__Work to be completed__:
Look through the listing for the word "walking". Copy each line that has it.

╭──

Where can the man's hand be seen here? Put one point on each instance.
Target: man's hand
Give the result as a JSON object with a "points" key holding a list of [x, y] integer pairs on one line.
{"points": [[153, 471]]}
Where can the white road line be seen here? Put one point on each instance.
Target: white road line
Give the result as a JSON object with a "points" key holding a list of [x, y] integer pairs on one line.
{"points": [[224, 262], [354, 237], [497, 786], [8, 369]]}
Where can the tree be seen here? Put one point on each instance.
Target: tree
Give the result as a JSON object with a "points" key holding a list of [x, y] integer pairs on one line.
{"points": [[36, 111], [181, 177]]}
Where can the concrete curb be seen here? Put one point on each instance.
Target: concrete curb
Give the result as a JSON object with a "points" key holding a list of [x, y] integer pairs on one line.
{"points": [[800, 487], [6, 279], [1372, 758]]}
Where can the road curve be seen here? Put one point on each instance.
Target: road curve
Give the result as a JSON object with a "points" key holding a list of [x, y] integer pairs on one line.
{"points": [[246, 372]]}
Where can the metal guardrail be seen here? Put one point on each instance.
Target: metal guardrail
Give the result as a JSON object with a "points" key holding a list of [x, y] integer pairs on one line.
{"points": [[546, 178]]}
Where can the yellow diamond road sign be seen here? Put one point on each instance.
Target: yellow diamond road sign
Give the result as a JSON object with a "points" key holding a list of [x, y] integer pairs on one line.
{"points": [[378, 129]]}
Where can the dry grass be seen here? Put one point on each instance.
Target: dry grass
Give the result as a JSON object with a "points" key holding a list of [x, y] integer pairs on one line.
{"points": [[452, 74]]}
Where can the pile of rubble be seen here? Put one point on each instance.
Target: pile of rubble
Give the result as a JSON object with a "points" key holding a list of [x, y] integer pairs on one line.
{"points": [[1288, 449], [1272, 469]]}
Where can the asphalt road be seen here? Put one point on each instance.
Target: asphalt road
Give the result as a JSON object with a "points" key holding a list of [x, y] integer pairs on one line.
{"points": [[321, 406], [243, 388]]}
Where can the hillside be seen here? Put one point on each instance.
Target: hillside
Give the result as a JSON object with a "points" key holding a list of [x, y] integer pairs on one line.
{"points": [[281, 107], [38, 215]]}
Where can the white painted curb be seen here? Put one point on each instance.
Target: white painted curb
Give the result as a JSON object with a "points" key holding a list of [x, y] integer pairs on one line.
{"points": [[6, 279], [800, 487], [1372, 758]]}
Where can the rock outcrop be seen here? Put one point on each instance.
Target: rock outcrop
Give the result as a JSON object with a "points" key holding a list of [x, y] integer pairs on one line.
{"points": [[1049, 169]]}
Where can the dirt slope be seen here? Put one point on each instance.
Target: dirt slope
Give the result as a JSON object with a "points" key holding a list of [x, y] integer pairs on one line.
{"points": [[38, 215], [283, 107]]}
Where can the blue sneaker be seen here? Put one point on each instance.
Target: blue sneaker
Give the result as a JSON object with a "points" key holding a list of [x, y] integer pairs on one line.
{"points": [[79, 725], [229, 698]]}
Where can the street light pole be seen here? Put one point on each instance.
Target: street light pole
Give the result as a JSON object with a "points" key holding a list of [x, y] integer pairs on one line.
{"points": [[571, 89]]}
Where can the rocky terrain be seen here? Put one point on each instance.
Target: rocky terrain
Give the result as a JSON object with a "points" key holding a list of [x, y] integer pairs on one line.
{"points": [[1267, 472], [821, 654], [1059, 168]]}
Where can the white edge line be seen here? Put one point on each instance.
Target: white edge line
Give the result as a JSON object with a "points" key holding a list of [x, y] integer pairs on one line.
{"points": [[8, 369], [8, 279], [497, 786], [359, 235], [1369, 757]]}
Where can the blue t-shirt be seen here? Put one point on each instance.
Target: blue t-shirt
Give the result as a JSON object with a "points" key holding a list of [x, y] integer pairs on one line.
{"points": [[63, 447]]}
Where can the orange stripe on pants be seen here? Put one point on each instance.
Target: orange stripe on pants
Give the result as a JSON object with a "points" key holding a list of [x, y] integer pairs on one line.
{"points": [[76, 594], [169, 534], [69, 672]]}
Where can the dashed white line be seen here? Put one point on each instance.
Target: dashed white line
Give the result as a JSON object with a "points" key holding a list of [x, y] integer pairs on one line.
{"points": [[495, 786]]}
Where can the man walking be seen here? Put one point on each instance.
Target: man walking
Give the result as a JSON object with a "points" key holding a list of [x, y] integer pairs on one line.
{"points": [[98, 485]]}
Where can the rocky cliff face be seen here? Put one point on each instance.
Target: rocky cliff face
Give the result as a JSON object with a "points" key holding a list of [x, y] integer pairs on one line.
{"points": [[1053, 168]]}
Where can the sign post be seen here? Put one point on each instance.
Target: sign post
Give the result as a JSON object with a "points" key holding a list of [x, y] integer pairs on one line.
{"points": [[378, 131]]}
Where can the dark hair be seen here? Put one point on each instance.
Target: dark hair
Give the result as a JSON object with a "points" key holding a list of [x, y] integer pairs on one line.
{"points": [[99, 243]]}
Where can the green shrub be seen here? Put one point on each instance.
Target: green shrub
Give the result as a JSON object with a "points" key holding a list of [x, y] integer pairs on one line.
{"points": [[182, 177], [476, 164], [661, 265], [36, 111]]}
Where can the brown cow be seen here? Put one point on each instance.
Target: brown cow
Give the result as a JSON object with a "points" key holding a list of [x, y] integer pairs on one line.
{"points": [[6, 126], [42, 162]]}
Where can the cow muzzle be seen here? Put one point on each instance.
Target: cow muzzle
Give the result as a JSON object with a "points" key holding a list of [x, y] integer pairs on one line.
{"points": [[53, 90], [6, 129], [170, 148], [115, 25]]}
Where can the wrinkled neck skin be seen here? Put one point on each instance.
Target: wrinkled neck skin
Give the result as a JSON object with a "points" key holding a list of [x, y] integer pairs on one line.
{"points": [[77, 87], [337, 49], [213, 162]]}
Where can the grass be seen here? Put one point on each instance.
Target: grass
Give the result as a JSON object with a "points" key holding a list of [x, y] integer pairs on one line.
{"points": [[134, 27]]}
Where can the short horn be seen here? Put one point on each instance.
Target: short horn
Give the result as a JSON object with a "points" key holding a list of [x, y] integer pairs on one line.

╰──

__Problem solution__:
Where can the man walking be seen here? Put one point on each instance.
Target: man walking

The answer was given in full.